Defendia ainda a tese de que o estado sucessor tinha o direito de repudiar
tratado assinado com o seu predecessor às vésperas da independência ou pouco
depois dela. Essa tese consta no artigo 38 § 2º da Convenção, e foi motivo de
rejeição da Convenção por diversas delegações.
No caso de
união de estados, as dívidas passam ao estado sucessor. Na separação de parte
do território de um estado, a dívida passará numa porção equitativa, a não ser
que as partes consintam de maneira diversa. Na dissolução a mesma regra se
aplica: os estados sucessores arcarão com parte da dívida, em base aos direitos
de propriedade.
2.4.3
– Naturalização coletiva, por cessão ou por anexação territorial
No caso de
anexação territorial, quer pacificamente ou como imposição consecutiva a
guerra, ocorre a naturalização coletiva dos habitantes daquele território,
excluídos os estrangeiros ali
domiciliados ou residentes.
Aos
nacionais de estado anexado ou de cuja parte é transferida a outro, vários
sistemas têm surgido. O mais adotado, inclusive pelo tratado de paz de
Versalhes, de 1919, foi o que aplica a mudança aos domiciliados no território transferido. Outro sistema seria o da origem, em que a mudança aplica-se aos
naturais daquele território, residentes ou não. Há ainda o sistema que exige os
dois ao mesmo tempo, origem e domicílio,
e outro que existindo qualquer das duas circunstâncias seria aplicável a
mudança da nacionalidade.
--
Tarefa escrita A — Pode reproduzir na íntegra o texto sobre sucessão de estados e naturalização coletiva, sem mudar nada?
--
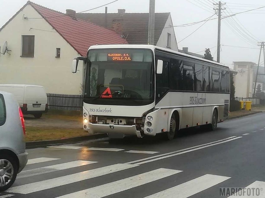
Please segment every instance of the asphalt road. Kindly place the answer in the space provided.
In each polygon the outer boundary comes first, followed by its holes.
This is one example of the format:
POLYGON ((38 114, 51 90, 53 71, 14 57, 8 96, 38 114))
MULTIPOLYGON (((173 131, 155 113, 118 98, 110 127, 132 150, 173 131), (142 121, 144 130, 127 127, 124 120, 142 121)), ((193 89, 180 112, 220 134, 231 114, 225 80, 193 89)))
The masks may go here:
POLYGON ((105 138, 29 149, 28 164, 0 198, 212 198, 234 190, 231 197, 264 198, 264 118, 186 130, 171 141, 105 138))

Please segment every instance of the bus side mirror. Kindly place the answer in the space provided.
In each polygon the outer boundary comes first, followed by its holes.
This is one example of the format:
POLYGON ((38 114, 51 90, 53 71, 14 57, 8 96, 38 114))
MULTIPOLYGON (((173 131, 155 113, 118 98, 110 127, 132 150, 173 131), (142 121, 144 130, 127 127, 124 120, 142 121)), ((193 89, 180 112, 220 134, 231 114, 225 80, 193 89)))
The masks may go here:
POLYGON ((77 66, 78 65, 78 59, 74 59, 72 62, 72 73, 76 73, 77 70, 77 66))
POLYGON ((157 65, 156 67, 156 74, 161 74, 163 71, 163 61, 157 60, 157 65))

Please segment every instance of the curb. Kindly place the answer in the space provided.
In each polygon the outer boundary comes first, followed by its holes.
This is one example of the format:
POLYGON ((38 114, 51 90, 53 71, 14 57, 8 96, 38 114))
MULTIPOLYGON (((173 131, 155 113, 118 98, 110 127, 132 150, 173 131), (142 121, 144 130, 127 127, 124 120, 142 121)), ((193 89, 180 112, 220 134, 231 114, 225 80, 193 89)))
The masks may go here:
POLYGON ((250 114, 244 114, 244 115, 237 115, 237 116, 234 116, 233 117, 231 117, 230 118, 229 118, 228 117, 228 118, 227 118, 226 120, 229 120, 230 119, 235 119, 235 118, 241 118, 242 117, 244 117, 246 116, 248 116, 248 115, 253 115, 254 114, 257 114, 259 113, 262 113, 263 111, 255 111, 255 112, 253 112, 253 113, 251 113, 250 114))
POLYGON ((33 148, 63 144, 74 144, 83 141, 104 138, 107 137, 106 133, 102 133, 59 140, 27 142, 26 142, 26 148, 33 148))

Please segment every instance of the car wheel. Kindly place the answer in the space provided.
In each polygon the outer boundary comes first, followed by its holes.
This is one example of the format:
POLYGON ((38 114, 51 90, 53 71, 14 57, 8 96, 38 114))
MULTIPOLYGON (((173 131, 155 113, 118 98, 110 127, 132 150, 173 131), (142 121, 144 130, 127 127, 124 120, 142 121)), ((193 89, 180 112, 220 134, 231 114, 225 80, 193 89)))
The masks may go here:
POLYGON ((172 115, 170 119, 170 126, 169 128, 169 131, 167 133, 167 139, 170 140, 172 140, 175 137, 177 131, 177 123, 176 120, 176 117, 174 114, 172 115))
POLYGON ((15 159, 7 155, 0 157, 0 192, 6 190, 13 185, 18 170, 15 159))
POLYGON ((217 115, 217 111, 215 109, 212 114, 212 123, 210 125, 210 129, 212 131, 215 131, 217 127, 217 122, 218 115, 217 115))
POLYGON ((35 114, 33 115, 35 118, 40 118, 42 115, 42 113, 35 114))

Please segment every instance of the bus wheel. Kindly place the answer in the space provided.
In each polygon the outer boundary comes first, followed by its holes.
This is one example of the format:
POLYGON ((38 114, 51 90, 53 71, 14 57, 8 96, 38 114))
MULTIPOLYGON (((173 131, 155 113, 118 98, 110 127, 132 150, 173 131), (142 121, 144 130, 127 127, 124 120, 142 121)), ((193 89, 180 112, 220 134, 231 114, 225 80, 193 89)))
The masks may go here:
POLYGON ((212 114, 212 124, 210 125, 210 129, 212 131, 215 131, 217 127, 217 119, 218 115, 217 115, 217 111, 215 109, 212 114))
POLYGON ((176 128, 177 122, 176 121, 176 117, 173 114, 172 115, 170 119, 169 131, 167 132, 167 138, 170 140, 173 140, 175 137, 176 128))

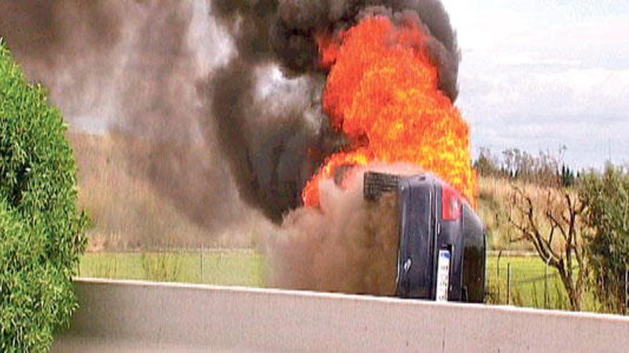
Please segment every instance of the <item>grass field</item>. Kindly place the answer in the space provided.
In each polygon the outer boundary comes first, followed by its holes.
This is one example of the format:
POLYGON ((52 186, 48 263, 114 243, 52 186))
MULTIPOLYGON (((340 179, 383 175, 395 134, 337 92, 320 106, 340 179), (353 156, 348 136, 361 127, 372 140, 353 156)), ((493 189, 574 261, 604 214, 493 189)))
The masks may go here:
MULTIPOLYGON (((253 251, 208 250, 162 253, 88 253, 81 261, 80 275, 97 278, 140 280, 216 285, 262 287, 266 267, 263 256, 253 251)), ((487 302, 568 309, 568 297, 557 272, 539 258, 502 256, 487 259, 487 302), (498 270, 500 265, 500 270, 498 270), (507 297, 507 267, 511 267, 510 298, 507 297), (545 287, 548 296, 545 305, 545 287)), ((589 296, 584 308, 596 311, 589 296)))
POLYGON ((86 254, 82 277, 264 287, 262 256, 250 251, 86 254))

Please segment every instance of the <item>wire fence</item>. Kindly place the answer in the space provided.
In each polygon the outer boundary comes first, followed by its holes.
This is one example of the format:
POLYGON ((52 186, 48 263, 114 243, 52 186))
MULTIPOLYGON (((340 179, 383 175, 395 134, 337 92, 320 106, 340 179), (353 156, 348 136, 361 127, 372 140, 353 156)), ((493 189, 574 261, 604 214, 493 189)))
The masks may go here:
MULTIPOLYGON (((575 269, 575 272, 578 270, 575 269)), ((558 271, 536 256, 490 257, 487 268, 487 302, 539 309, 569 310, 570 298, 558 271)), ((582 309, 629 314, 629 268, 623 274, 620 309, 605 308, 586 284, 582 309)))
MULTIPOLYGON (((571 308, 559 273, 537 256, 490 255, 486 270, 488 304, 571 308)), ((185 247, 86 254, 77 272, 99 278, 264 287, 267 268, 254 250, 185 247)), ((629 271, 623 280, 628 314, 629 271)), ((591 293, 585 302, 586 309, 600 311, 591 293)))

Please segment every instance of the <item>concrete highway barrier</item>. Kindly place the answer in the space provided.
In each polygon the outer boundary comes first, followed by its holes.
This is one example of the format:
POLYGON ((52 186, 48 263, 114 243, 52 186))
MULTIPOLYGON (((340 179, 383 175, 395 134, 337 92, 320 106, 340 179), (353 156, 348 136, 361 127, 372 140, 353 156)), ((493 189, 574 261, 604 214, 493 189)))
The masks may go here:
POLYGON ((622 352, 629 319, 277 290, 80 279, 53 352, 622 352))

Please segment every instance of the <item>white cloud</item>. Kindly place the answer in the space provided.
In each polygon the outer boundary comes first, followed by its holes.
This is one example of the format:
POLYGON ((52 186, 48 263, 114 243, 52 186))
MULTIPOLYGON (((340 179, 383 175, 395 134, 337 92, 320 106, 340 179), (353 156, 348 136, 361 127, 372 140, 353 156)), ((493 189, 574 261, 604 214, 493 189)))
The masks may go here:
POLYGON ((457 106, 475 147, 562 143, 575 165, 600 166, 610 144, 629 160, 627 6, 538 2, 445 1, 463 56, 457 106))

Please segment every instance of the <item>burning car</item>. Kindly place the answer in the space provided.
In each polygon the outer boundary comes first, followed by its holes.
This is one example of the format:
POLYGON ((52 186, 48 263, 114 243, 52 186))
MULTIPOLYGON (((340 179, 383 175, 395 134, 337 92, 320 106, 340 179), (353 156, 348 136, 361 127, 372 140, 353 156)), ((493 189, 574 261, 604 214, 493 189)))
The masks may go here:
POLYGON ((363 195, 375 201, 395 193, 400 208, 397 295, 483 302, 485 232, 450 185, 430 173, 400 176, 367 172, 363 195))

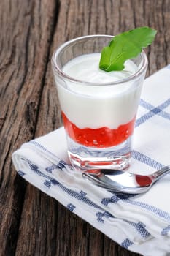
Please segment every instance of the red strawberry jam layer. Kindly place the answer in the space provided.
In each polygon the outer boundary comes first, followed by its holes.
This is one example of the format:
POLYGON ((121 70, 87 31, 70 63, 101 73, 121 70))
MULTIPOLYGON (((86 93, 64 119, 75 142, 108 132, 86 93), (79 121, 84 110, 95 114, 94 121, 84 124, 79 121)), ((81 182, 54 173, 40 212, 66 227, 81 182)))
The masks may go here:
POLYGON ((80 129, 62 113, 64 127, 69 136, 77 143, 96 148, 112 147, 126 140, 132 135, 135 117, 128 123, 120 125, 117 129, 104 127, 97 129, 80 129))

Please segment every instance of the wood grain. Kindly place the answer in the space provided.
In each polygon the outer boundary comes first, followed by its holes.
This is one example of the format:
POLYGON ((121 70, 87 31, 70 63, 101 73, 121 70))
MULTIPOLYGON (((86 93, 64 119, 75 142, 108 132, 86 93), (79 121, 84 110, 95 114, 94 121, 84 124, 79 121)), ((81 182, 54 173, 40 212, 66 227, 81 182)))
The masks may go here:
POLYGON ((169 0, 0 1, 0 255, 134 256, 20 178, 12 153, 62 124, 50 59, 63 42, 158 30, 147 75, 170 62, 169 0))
--
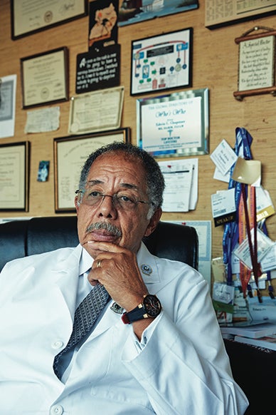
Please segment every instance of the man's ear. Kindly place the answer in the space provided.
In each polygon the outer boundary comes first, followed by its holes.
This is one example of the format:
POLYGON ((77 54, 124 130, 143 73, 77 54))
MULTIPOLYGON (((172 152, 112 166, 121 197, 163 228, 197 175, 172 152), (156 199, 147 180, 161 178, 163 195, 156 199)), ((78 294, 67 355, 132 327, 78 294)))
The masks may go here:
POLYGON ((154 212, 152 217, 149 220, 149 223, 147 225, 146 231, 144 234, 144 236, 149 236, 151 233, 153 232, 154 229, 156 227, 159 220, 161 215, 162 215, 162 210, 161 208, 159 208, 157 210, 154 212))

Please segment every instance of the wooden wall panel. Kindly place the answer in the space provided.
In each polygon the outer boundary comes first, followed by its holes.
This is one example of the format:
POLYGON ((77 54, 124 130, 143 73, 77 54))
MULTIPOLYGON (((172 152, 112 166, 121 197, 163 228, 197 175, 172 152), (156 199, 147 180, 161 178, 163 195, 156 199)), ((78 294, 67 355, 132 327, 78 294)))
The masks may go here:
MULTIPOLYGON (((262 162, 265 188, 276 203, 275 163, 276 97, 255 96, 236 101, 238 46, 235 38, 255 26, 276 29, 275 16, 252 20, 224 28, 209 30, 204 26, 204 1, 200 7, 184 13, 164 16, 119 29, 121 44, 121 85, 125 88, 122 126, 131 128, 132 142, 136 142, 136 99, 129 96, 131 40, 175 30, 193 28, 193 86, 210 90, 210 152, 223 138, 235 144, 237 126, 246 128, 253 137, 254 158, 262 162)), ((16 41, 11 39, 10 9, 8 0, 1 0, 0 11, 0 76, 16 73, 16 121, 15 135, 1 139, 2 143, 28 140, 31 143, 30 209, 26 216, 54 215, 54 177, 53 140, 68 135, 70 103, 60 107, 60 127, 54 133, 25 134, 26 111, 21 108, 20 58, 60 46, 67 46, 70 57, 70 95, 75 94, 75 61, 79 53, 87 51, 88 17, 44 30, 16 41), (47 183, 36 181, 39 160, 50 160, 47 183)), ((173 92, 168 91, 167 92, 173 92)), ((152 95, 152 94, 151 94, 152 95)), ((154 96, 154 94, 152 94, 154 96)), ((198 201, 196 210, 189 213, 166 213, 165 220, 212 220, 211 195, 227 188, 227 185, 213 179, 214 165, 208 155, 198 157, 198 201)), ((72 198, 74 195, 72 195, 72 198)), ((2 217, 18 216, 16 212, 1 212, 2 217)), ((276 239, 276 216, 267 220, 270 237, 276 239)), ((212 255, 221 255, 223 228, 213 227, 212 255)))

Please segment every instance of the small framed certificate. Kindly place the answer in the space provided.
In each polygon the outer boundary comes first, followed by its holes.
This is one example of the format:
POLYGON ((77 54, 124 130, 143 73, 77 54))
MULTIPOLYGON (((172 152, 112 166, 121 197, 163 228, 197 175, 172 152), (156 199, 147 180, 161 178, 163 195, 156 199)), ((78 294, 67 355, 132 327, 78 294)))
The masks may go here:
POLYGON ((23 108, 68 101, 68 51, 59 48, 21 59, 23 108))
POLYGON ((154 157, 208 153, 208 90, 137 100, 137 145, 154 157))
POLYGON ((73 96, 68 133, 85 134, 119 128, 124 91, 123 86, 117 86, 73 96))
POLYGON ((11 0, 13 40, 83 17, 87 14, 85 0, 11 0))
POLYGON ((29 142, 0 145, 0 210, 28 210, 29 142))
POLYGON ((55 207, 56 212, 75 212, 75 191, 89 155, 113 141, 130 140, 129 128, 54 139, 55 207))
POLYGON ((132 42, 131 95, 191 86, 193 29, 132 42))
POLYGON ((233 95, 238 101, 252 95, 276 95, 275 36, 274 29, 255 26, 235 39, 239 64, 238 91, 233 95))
--
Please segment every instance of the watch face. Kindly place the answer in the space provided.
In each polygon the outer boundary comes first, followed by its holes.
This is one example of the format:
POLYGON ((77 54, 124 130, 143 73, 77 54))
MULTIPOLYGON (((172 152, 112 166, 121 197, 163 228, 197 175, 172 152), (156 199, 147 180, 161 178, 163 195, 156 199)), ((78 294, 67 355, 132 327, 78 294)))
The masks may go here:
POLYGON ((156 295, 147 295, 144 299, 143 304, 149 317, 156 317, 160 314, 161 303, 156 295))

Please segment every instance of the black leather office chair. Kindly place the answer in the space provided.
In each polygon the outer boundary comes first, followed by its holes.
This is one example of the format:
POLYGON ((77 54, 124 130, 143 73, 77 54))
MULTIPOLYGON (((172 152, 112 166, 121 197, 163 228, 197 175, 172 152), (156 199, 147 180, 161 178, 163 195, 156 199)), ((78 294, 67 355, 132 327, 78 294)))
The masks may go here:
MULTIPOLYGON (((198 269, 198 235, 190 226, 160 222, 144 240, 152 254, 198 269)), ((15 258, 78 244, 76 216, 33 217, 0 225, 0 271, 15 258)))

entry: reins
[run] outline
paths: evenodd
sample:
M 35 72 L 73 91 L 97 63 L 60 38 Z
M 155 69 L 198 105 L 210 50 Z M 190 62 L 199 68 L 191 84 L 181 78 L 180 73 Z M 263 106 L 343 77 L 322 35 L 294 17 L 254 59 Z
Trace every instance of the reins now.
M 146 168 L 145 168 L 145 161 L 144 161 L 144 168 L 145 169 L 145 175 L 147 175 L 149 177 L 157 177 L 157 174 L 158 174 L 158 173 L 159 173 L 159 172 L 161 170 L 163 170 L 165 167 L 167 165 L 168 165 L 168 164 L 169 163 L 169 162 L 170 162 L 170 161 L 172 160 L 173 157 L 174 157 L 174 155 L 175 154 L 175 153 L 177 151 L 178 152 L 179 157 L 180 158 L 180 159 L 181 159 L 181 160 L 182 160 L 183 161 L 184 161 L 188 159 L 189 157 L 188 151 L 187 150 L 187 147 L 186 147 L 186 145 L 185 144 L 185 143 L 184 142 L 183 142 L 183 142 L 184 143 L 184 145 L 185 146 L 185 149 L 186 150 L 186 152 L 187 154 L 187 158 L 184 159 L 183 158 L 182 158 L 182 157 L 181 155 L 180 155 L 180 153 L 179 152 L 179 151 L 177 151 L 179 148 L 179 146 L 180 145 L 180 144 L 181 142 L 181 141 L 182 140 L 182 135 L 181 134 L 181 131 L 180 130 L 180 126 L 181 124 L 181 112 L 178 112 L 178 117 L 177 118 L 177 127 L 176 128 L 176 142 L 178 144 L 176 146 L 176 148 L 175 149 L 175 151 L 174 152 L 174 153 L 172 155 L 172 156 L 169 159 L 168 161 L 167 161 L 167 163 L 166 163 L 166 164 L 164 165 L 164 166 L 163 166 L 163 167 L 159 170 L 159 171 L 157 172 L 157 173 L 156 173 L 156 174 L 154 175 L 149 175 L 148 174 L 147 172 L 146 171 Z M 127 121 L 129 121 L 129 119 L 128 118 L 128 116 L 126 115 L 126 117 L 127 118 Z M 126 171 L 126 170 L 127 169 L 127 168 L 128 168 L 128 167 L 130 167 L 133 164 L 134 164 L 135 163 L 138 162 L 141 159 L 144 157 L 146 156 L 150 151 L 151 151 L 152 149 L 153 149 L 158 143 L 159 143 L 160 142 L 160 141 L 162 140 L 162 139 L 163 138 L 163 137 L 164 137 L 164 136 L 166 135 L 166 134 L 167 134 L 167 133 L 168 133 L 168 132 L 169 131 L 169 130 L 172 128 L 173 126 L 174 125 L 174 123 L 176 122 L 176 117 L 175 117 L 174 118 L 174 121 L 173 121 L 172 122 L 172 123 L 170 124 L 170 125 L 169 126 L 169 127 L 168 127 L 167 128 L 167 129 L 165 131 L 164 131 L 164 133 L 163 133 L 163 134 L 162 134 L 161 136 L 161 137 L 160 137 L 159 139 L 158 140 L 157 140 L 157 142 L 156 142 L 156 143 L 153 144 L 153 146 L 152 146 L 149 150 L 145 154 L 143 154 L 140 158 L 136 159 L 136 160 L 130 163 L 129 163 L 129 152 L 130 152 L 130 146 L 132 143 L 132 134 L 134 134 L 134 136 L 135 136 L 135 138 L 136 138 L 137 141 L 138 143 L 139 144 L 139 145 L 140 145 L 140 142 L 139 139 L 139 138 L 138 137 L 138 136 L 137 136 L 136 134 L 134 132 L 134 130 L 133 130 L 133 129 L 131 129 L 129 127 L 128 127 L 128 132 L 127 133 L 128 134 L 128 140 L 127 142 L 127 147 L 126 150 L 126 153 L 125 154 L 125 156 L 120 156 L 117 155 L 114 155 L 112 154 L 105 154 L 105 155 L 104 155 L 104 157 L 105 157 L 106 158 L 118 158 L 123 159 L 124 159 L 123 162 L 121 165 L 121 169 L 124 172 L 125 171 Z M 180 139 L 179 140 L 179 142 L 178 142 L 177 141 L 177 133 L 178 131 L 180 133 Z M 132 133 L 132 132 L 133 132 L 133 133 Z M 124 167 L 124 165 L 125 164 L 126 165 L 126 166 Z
--
Tarefa escrita B — Nas entradas, pode reescrever as linhas que vão da que contém "entry: reins" até a que contém "Trace every instance of the reins now.", inclusive, trocando "reins" por "bridle" e deixando todo o resto igual? Apresente somente essas linhas.

Resultado completo A —
Defendia ainda a tese de que o estado sucessor tinha o direito de repudiar
tratado assinado com o seu predecessor às vésperas da independência ou pouco
depois dela. Essa tese consta no artigo 38 § 2º da Convenção, e foi motivo de
rejeição da Convenção por diversas delegações.
No caso de
união de estados, as dívidas passam ao estado sucessor. Na separação de parte
do território de um estado, a dívida passará numa porção equitativa, a não ser
que as partes consintam de maneira diversa. Na dissolução a mesma regra se
aplica: os estados sucessores arcarão com parte da dívida, em base aos direitos
de propriedade.
2.4.3
– Naturalização coletiva, por cessão ou por anexação territorial
No caso de
anexação territorial, quer pacificamente ou como imposição consecutiva a
guerra, ocorre a naturalização coletiva dos habitantes daquele território,
excluídos os estrangeiros ali
domiciliados ou residentes.
Aos
nacionais de estado anexado ou de cuja parte é transferida a outro, vários
sistemas têm surgido. O mais adotado, inclusive pelo tratado de paz de
Versalhes, de 1919, foi o que aplica a mudança aos domiciliados no território transferido. Outro sistema seria o da origem, em que a mudança aplica-se aos
naturais daquele território, residentes ou não. Há ainda o sistema que exige os
dois ao mesmo tempo, origem e domicílio,
e outro que existindo qualquer das duas circunstâncias seria aplicável a
mudança da nacionalidade.

Resultado completo B —
entry: bridle
[run] outline
paths: evenodd
sample:
M 35 72 L 73 91 L 97 63 L 60 38 Z
M 155 69 L 198 105 L 210 50 Z M 190 62 L 199 68 L 191 84 L 181 78 L 180 73 Z M 263 106 L 343 77 L 322 35 L 294 17 L 254 59 Z
Trace every instance of the bridle now.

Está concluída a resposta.